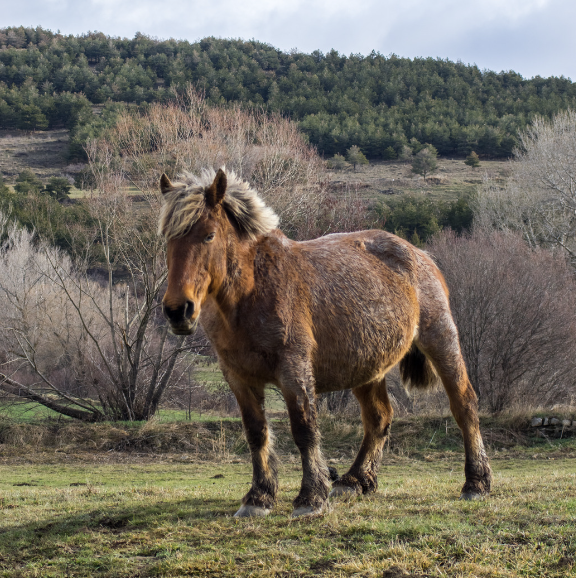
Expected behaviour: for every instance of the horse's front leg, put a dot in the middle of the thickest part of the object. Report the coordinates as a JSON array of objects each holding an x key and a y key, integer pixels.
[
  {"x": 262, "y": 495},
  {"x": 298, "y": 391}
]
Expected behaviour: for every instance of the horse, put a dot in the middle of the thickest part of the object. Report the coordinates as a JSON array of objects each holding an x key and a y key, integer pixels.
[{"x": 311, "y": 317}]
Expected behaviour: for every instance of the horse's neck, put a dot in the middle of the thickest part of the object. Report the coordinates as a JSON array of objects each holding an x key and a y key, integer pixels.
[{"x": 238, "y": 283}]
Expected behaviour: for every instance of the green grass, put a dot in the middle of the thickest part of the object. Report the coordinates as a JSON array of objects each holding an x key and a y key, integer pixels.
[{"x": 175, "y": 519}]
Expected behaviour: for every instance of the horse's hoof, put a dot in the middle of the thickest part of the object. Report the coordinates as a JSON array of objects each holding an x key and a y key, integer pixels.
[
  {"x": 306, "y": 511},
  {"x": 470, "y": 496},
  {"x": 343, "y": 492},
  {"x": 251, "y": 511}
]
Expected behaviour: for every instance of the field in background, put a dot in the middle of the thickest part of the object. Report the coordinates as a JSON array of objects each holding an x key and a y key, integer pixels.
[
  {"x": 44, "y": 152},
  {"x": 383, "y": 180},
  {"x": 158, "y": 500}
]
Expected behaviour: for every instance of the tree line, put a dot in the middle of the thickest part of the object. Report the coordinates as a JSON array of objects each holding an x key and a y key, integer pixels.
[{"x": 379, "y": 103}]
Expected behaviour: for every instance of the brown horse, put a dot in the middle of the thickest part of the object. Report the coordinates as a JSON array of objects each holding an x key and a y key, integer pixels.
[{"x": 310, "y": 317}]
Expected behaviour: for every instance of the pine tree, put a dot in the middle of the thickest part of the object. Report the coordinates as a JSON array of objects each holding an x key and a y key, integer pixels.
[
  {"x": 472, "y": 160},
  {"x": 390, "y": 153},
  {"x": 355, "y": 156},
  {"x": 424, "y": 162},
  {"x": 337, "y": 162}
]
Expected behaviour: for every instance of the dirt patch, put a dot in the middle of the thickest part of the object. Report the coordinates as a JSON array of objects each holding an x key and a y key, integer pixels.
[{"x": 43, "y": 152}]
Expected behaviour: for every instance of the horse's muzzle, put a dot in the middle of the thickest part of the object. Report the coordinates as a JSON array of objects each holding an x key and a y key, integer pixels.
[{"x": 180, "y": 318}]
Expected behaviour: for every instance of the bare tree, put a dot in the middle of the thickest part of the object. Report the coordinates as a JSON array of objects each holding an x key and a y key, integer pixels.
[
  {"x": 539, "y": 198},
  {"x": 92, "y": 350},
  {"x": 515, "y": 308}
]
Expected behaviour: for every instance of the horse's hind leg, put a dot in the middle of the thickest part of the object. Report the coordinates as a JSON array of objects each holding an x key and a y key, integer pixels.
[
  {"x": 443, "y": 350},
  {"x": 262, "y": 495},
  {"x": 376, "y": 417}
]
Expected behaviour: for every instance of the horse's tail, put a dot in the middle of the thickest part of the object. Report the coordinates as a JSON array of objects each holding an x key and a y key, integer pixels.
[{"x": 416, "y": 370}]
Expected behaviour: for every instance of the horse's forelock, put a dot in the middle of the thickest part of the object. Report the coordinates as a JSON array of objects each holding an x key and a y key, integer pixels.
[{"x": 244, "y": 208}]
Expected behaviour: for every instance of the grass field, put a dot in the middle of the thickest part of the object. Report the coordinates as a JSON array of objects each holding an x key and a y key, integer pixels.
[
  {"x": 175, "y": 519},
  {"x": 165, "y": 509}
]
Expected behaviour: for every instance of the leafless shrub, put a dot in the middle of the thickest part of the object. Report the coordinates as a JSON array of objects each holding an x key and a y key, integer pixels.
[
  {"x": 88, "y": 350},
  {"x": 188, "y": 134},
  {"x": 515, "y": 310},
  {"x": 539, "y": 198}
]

==

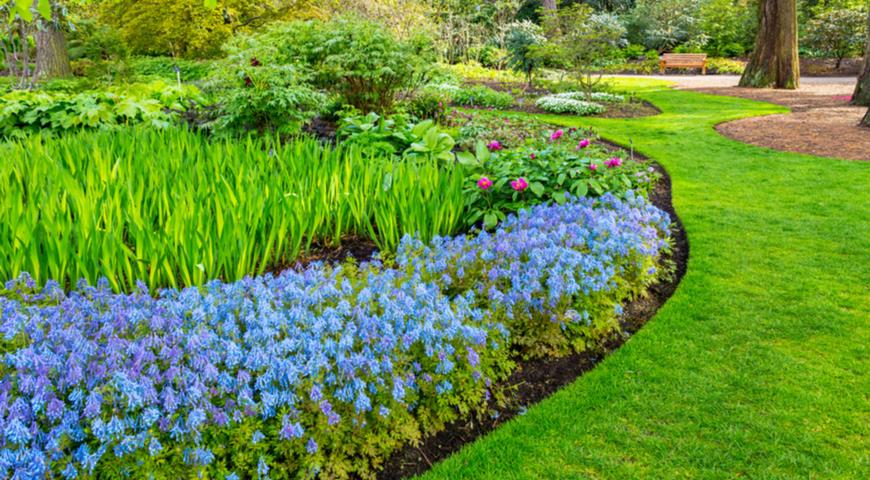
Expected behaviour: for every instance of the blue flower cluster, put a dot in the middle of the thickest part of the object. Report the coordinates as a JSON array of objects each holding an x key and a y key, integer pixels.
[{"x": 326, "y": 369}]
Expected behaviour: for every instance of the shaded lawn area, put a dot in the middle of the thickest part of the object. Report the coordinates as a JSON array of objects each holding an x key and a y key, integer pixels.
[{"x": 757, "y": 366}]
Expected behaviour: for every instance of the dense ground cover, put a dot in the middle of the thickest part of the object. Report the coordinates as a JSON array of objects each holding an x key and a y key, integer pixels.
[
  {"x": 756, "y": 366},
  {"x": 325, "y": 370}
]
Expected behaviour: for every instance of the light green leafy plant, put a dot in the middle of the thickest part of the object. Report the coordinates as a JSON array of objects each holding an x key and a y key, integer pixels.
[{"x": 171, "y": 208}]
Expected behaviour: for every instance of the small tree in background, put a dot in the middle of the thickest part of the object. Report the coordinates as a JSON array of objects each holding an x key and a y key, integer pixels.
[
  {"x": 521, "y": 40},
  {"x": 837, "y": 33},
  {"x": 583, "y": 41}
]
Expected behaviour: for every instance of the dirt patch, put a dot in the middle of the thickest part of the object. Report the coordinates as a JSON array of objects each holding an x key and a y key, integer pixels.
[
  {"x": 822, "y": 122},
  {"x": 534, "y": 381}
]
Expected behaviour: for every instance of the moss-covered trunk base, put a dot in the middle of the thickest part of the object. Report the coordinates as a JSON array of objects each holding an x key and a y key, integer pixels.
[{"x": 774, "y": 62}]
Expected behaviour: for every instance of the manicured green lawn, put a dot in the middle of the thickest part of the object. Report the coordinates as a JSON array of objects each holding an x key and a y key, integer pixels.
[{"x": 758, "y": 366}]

--

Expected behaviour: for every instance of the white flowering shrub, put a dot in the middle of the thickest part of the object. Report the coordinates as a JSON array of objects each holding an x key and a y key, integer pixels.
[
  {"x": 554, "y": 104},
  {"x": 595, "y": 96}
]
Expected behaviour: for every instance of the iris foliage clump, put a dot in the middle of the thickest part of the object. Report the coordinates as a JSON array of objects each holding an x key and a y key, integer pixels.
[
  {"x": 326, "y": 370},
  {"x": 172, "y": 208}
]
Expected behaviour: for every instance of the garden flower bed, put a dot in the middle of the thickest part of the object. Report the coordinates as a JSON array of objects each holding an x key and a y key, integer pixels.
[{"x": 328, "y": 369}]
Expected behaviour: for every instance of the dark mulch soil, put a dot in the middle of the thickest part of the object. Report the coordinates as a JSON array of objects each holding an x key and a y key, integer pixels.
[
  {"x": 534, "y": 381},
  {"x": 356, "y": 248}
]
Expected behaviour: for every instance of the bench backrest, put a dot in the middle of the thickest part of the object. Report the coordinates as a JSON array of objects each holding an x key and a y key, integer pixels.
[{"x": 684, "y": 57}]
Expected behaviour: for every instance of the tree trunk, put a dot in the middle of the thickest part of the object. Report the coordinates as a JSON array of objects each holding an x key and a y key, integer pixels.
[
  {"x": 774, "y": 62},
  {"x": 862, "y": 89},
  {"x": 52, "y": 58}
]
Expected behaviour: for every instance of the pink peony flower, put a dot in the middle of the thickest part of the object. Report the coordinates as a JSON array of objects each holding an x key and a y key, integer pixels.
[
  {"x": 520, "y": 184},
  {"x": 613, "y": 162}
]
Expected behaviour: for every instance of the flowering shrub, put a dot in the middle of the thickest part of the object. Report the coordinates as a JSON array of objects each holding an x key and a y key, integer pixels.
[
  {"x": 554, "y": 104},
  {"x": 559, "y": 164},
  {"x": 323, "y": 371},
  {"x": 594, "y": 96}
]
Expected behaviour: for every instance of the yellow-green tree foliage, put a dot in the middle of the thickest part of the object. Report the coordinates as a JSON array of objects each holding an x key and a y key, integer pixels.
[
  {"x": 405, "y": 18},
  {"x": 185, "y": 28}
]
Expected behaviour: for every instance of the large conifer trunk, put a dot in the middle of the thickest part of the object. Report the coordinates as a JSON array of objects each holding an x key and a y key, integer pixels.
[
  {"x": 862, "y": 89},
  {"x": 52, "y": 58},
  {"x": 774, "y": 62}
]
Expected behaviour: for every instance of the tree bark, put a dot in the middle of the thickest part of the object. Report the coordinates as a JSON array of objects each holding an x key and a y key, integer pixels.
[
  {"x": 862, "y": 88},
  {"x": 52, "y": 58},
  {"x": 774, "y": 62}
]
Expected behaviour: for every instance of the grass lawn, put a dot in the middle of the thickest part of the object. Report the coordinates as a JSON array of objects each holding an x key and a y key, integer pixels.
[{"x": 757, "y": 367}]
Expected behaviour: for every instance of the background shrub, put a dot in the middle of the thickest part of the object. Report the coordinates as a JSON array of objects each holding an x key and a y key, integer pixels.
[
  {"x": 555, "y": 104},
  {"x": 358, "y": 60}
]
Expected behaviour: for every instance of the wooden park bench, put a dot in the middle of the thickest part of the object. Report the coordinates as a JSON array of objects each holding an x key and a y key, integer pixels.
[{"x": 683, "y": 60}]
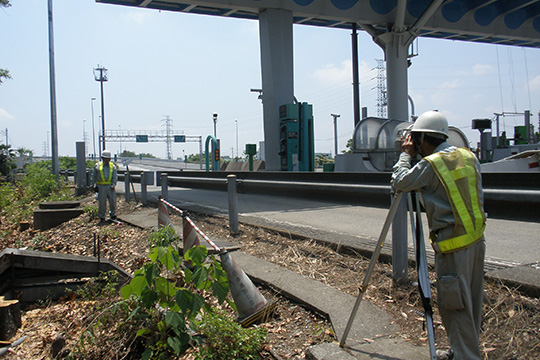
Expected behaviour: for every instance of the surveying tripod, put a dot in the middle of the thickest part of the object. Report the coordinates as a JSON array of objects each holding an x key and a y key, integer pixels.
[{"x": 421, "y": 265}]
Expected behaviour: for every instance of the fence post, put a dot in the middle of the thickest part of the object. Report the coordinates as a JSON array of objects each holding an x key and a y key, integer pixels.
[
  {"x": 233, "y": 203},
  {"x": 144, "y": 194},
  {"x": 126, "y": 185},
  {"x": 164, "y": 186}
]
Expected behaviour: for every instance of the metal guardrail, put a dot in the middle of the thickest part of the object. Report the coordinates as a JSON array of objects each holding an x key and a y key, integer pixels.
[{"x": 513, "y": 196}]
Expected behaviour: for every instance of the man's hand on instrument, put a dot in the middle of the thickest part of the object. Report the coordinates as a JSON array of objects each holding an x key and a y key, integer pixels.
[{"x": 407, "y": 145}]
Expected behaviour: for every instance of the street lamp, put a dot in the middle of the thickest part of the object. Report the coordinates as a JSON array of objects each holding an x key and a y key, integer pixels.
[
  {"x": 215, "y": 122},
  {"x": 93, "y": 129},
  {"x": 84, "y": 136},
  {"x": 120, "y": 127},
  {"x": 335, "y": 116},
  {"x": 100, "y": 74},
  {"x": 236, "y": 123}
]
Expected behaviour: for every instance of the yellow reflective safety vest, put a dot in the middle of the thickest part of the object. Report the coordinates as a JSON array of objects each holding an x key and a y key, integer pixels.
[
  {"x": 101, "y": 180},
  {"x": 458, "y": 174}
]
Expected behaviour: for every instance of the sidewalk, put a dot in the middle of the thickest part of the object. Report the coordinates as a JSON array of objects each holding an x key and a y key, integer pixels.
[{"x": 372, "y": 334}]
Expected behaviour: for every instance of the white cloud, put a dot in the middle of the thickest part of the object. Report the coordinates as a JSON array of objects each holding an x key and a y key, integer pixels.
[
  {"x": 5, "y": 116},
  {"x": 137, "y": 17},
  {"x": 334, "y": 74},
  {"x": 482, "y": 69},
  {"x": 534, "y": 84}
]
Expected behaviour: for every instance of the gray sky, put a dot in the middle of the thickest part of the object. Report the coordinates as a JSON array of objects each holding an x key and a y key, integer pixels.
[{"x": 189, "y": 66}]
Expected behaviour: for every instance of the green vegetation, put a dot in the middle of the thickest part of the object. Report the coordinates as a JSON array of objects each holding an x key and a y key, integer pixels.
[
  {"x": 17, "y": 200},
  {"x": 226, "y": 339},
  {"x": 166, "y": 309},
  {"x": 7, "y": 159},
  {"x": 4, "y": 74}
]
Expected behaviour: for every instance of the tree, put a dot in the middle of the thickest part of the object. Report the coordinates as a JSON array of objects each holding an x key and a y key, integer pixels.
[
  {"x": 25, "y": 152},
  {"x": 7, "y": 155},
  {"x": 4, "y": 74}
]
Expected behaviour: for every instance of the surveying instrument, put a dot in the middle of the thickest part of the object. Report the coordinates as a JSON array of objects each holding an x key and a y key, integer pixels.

The exercise: Gather every line in the rows above that contains the word "white" and copy each such line in full.

Solved exercise:
Expected behaviour: for every instance of the white flowering shrub, put a dot in the middle of the thickest part of the object. Report the coordinates as a JSON array of objects each holding an x key and a y key, integer pixels.
Expected behaviour: for every instance of the white cloud, put a dot in the middle of the thickest part of the object. Report the coordinates as a JSON array of objects each holding an x key and a y key, integer pixels.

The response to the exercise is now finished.